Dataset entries
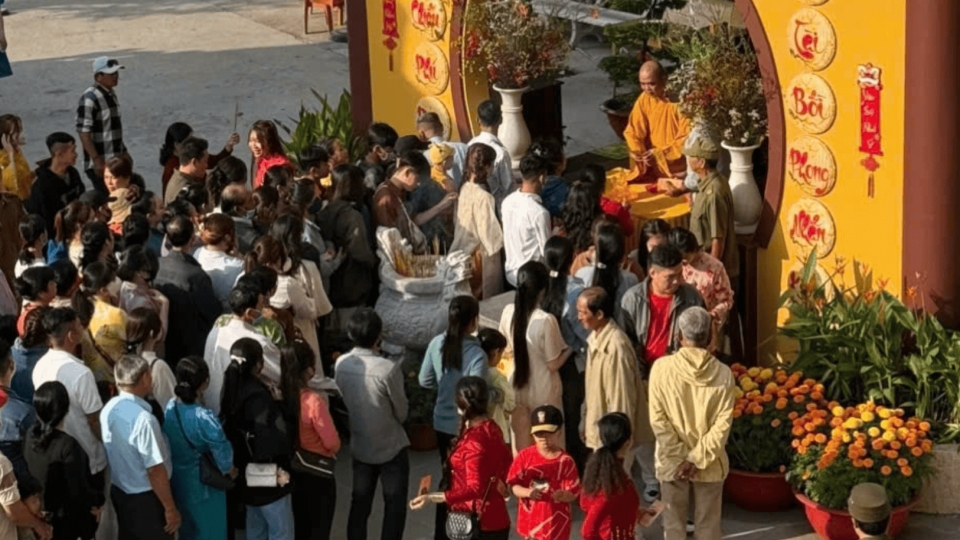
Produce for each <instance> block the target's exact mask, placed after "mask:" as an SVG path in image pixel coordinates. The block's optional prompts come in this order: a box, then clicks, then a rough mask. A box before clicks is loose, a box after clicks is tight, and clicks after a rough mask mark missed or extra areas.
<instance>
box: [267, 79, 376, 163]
mask: <svg viewBox="0 0 960 540" xmlns="http://www.w3.org/2000/svg"><path fill="white" fill-rule="evenodd" d="M310 92H311V93H312V94H313V96H314V97H315V98H317V101H318V102H319V108H313V109H308V108H307V107H306V106H305V105H303V104H301V105H300V112H299V115H298V117H297V118H290V119H289V122H290V123H291V125H292V127H290V126H288V125H287V124H285V123H284V122H282V121H280V120H276V119H275V120H274V121H273V122H274V123H275V124H277V127H278V128H279V129H280V130H282V131H283V132H284V133H286V134H287V136H288V137H289V138H288V139H285V140H281V144H283V151H284V152H286V154H287V157H289V158H290V160H291V161H292V162H293V163H299V156H300V152H302V151H303V150H305V149H307V148H309V147H310V146H311V145H314V144H316V143H318V142H319V141H320V140H321V139H326V138H331V139H337V140H339V141H340V143H341V144H342V145H343V147H344V148H346V150H347V153H348V154H349V156H350V161H351V162H354V161H357V160H359V159H360V158H362V157H363V156H364V154H366V151H367V149H366V140H365V139H364V138H363V137H359V136H357V135H356V134H355V133H354V131H353V116H352V115H351V110H350V92H347V91H346V90H344V91H343V93H342V94H340V100H339V101H338V102H337V104H336V107H334V106H332V105H331V104H330V100H328V99H327V96H326V95H323V96H321V95H320V94H319V93H318V92H317V91H316V90H313V89H311V90H310Z"/></svg>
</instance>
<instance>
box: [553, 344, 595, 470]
mask: <svg viewBox="0 0 960 540" xmlns="http://www.w3.org/2000/svg"><path fill="white" fill-rule="evenodd" d="M560 382H561V383H562V384H563V435H564V442H565V443H566V444H567V453H568V454H570V457H572V458H573V462H574V463H576V464H577V470H578V471H579V472H580V474H581V475H583V467H584V465H585V464H586V462H587V456H589V455H590V450H589V449H588V448H587V446H586V445H585V444H583V441H581V440H580V407H581V406H582V405H583V400H584V396H585V395H586V392H585V391H586V388H585V386H586V383H585V381H584V374H583V373H580V372H579V371H577V363H576V362H574V361H573V358H569V359H567V362H566V363H565V364H563V366H561V367H560Z"/></svg>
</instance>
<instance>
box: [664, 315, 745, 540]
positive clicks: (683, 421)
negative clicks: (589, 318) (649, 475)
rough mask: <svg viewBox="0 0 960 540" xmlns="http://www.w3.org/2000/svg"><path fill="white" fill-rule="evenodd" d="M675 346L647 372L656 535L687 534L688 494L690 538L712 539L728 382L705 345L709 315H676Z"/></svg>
mask: <svg viewBox="0 0 960 540" xmlns="http://www.w3.org/2000/svg"><path fill="white" fill-rule="evenodd" d="M677 323H678V324H677V325H678V327H679V332H680V345H681V348H680V350H679V351H677V353H676V354H673V355H671V356H666V357H664V358H661V359H660V360H658V361H657V362H656V363H655V364H654V365H653V370H652V371H651V373H650V424H651V427H652V428H653V433H654V435H655V436H656V438H657V454H656V457H657V478H658V479H659V480H660V483H661V490H662V491H661V492H662V497H663V502H664V504H666V506H667V509H666V511H665V513H664V521H663V527H664V540H683V539H685V538H686V537H687V530H686V521H687V511H688V508H689V504H690V493H691V491H692V493H693V502H694V511H695V514H694V524H695V531H696V532H695V533H694V538H695V539H696V540H720V538H721V537H722V534H721V532H720V505H721V495H722V492H723V480H724V479H725V478H726V476H727V471H728V470H729V468H730V465H729V462H728V460H727V453H726V451H725V450H724V447H725V446H726V444H727V436H728V435H729V434H730V426H731V424H732V421H733V403H734V400H735V396H734V388H735V384H736V381H735V380H734V378H733V373H732V372H731V371H730V368H728V367H727V366H725V365H723V364H721V363H720V361H719V360H717V359H716V358H714V357H713V355H712V354H710V353H709V352H708V351H707V350H706V347H707V346H708V344H709V343H710V339H711V332H712V328H713V326H712V324H711V321H710V314H709V313H708V312H707V310H705V309H703V308H700V307H693V308H690V309H688V310H686V311H684V312H683V314H681V315H680V318H679V320H678V321H677Z"/></svg>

* [What you have to do] Find every line in the records above that contains the word "rough", and copy each of those lines in full.

* [Reply to the task]
Produce for each <instance> block the target's exact mask, placed after "mask:" as an SVG path in image pixel coordinates. The block's optional prompts come in this order: a box, then clicks, then a rough mask. A box before clicks is loose, a box after clicks is tight, and clicks after a rough mask mark missed or extra areas.
rough mask: <svg viewBox="0 0 960 540" xmlns="http://www.w3.org/2000/svg"><path fill="white" fill-rule="evenodd" d="M675 346L647 372L656 535L687 534L688 494L690 538L712 539L728 382L705 345L709 315H676Z"/></svg>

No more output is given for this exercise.